## BEGIN Extract provided
Using a neighbor as both a parent and a sibling
==============================================================================
Prior to version 1.1.beta5, a neighbor cache was always treated as
either a sibling or a parent for all requests.  In some cases, it is
desirable to use a neighbor as a parent for some domains and as a
sibling for others.  This can now be accomplished by adding either the
'parent' or 'sibling' keywords in the cache_host_domain config lines.
For example, consider these configuration lines

    cache_host cache.foo.org sibling 3128 3130
    cache_host_domain cache.foo.org   parent   foo.org
    cache_host_domain cache.foo.org   sibling  !foo.org

These have the effect that cache.foo.org is queried for all requests.
If the URL host domain is foo.org, then cache.foo.org is treated as a
parent (and MISSES will be fetched through cache.foo.org).  Otherwise
it will be treated as a sibling (and only HITS will be fetched from
cache.foo.org).  Note that the third line is needed because when
cache_host_domain rules are present, the neighbor is only used when one
of the rules is matched.
## END Extract provided
## BEGIN Listed records
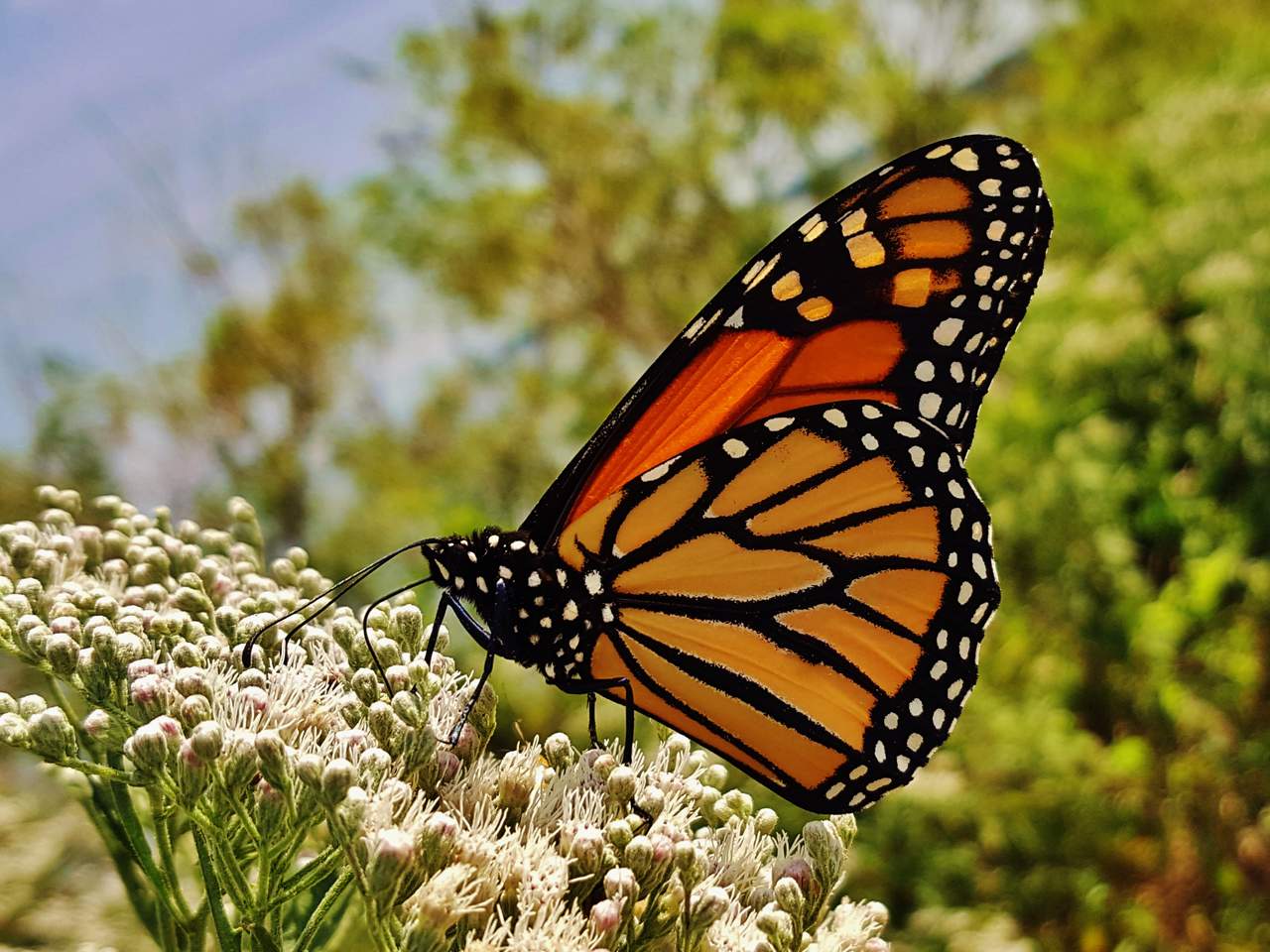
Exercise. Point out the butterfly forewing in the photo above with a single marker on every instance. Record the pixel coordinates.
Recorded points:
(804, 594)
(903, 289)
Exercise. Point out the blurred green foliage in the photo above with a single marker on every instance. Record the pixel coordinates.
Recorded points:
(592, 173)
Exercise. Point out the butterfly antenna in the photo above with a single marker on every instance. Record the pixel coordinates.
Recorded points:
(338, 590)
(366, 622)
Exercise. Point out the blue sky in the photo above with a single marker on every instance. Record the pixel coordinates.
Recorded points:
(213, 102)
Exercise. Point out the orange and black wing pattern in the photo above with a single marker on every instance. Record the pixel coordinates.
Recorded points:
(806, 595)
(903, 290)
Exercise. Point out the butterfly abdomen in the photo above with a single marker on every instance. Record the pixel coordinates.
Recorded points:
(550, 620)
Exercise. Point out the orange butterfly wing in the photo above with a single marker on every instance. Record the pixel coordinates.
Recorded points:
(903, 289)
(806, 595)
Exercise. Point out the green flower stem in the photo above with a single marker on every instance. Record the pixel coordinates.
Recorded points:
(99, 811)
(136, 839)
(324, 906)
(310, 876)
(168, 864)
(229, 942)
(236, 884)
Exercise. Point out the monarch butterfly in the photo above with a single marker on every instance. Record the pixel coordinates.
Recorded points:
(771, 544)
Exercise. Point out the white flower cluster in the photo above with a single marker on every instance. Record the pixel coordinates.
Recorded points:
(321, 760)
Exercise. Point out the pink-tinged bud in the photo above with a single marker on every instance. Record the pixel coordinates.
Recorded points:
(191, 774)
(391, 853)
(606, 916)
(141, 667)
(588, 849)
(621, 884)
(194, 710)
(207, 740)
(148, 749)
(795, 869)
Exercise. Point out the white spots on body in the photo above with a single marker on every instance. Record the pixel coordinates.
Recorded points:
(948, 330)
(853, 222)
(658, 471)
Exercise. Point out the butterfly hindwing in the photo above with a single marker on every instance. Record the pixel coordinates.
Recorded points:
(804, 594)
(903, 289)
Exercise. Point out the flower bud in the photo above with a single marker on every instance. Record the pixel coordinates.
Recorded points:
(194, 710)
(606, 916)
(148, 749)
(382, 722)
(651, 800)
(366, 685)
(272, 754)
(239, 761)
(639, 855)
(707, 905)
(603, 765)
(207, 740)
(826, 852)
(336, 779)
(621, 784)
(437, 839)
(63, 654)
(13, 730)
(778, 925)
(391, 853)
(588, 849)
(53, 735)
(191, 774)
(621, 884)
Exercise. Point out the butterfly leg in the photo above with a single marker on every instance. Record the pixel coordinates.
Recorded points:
## END Listed records
= Exercises to complete =
(a) In the extract on neighbor caches, why is the third configuration line needed?
(b) According to the extract on neighbor caches, before which version was a neighbor cache always treated as either a sibling or a parent for all requests?
(c) How would you render this sentence from the extract on neighbor caches in Spanish: "These have the effect that cache.foo.org is queried for all requests."

= Results in order =
(a) When cache_host_domain rules are present, the neighbor is used only when one of those rules is matched. Without the third line, cache.foo.org would not be used for requests outside foo.org.

(b) Version 1.1.beta5.

(c) Estas tienen el efecto de que se consulta a cache.foo.org para todas las solicitudes.